Please gather every line of the records below that contains the word "dotted", copying each such line unchanged.

-------- Exercise input

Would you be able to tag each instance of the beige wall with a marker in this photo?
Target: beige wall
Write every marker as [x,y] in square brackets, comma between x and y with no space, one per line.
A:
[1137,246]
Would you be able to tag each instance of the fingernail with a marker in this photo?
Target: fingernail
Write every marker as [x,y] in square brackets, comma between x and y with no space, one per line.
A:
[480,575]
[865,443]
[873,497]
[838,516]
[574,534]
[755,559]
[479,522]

----------------
-------- Exercise input

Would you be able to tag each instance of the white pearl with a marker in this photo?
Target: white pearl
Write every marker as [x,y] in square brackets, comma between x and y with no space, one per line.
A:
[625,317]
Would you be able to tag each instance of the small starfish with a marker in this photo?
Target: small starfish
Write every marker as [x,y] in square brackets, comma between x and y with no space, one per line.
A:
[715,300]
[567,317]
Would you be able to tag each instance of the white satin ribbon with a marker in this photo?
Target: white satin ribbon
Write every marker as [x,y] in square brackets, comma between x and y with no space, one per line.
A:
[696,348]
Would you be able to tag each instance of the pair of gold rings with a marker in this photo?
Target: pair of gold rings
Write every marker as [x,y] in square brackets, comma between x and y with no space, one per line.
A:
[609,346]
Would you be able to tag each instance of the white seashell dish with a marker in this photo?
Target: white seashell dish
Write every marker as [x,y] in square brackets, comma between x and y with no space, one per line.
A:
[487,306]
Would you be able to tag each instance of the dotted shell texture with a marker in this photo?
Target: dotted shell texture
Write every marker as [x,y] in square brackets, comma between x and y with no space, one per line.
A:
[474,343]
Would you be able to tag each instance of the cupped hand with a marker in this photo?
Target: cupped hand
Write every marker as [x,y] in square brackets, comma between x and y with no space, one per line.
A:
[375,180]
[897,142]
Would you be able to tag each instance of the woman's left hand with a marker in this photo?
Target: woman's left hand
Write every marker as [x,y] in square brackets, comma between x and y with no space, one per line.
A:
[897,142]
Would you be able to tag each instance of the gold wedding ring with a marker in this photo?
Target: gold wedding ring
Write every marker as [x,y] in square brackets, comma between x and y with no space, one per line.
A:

----------------

**In response**:
Would you be able to tag each instance of the dotted shell texture with a marker in this photo?
Target: dotted shell texture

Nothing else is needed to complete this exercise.